To do — Throughout the entries below, report every line where "with" is found.

===== Information shown =====

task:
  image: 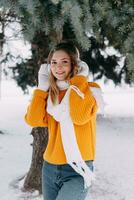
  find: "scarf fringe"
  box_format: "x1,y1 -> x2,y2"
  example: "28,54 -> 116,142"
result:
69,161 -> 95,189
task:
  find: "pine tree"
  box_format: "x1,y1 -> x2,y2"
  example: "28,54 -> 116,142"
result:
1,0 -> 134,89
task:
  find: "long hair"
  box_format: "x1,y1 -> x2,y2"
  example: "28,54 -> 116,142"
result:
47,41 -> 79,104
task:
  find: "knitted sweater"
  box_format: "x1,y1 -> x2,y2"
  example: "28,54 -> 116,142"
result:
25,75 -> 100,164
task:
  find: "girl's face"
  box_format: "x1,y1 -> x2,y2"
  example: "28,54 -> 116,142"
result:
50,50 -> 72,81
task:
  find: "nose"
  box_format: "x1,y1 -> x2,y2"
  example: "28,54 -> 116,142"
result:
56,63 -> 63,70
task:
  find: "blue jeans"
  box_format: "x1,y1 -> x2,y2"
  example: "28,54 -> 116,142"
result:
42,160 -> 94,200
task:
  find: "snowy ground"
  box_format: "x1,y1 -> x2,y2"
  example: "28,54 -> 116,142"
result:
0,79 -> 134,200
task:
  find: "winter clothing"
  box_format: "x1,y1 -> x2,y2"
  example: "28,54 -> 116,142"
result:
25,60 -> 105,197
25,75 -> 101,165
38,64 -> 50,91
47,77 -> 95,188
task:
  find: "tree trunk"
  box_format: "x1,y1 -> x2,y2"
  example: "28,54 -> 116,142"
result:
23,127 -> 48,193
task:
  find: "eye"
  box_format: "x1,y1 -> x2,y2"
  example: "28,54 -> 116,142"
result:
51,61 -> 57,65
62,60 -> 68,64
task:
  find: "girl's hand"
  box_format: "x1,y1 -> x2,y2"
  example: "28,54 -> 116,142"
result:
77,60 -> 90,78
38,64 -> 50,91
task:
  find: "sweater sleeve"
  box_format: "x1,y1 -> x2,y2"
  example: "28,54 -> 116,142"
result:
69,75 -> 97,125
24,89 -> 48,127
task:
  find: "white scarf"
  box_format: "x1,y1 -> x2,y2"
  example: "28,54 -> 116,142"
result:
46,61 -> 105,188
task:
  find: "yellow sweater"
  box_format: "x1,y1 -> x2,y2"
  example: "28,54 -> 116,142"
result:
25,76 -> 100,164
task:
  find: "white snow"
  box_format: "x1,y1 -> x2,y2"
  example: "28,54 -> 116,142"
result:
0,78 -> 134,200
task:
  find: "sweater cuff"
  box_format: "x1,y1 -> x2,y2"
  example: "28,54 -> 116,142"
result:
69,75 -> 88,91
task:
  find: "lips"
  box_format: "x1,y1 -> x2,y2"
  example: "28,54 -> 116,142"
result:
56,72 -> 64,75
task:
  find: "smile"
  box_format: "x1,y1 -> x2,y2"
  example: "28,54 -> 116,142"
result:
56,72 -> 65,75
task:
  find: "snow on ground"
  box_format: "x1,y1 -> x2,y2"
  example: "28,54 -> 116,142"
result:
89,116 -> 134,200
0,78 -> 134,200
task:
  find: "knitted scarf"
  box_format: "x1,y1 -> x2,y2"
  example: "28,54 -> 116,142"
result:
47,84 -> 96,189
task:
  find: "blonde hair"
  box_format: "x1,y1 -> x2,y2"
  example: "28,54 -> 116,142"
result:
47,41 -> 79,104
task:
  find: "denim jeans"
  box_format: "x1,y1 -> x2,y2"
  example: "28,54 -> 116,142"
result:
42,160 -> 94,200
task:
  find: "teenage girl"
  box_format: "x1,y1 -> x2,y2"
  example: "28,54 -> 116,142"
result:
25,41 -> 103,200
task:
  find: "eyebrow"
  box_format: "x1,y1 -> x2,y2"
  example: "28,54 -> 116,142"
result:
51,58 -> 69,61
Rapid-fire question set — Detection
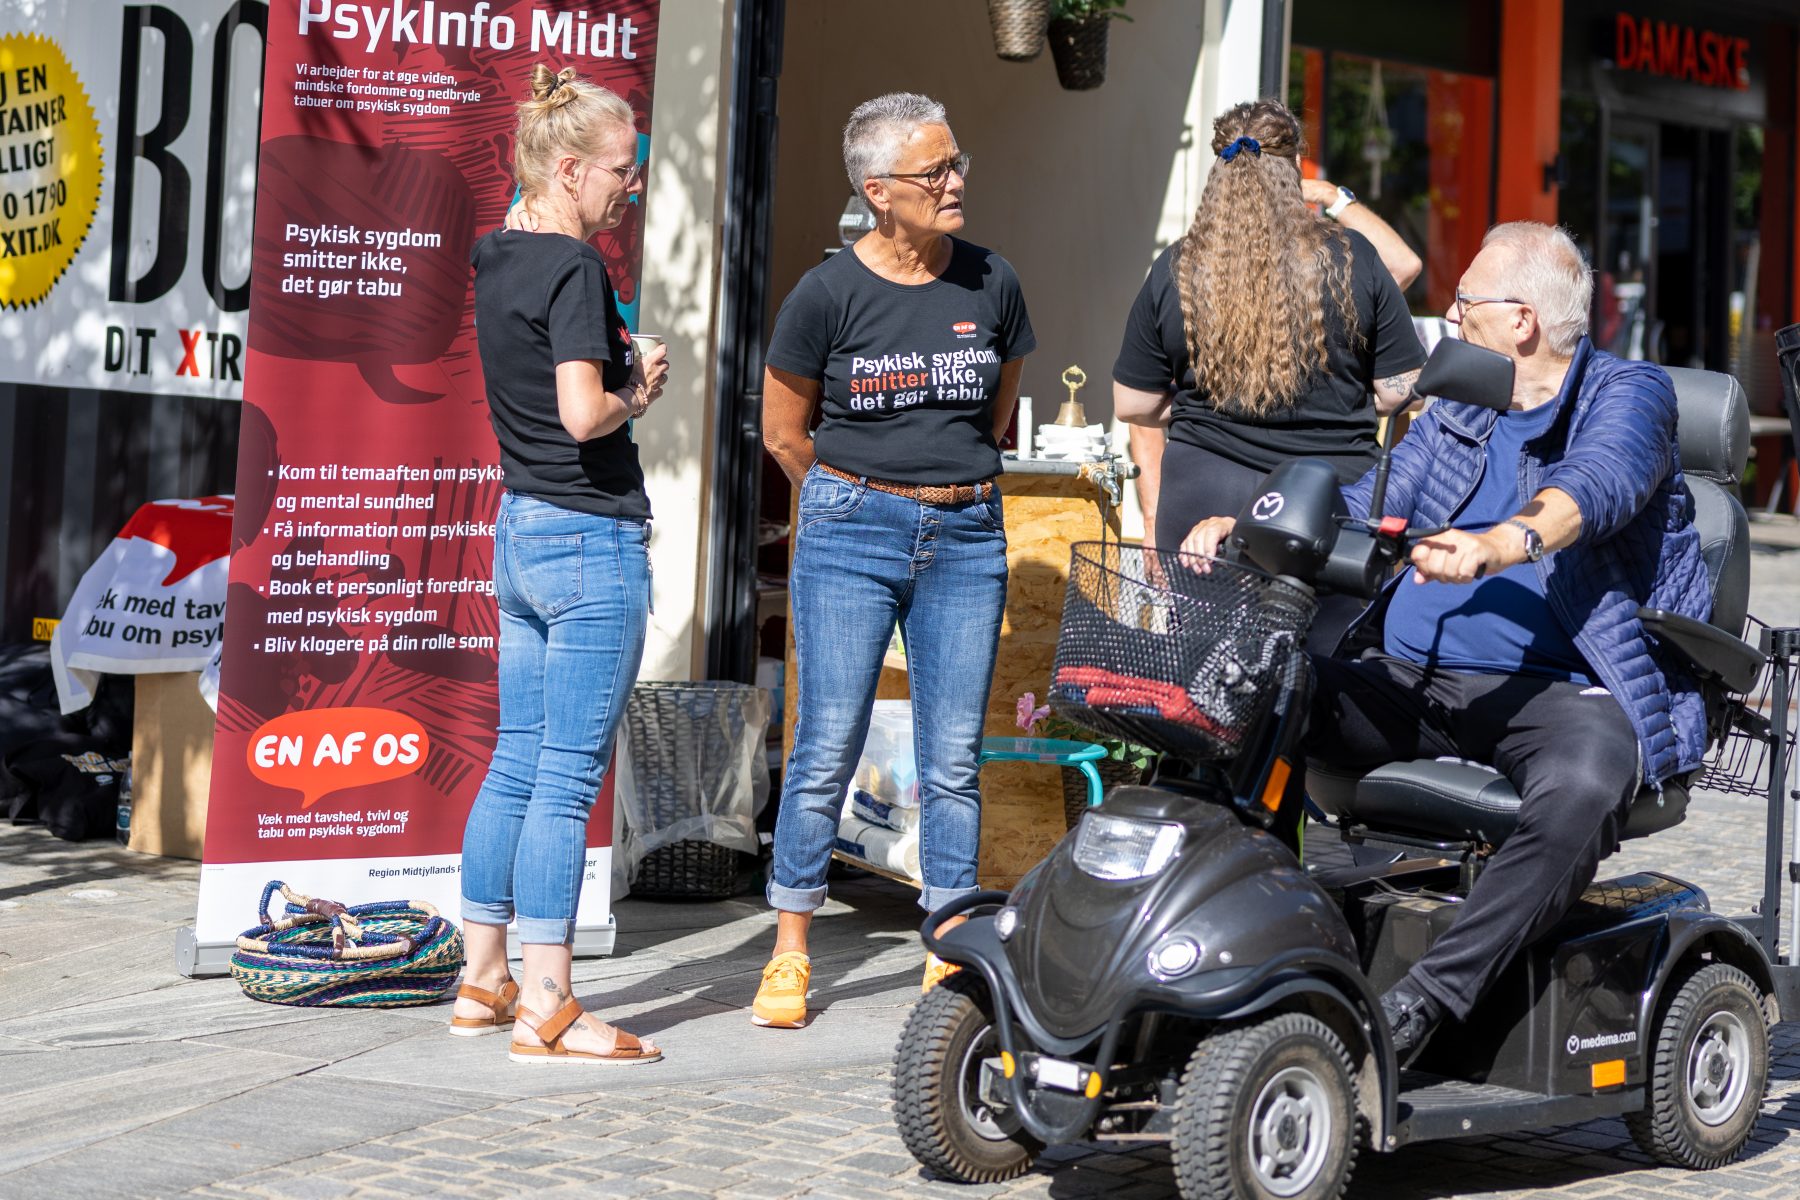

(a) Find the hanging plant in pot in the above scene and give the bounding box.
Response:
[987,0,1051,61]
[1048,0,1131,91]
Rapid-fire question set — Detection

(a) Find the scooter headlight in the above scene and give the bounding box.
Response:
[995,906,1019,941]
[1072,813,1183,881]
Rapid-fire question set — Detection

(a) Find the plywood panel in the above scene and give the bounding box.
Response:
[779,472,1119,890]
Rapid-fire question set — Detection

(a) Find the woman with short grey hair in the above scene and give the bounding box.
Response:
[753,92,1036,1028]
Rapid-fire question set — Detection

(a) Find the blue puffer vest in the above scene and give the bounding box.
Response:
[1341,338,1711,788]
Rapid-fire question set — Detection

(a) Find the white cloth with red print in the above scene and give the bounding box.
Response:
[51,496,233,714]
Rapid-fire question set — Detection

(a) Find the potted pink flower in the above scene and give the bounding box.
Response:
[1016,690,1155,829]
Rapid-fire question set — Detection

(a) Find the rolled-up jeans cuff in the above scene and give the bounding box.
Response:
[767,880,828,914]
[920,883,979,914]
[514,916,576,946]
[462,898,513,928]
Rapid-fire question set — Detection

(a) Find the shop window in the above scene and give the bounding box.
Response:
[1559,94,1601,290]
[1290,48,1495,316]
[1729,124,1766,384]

=====

Reply to the task —
(a) Find the woman with short grey hair in the above scene and give the bounding box.
(a) Find the white cloth with red print in the above scene and give the bounding box.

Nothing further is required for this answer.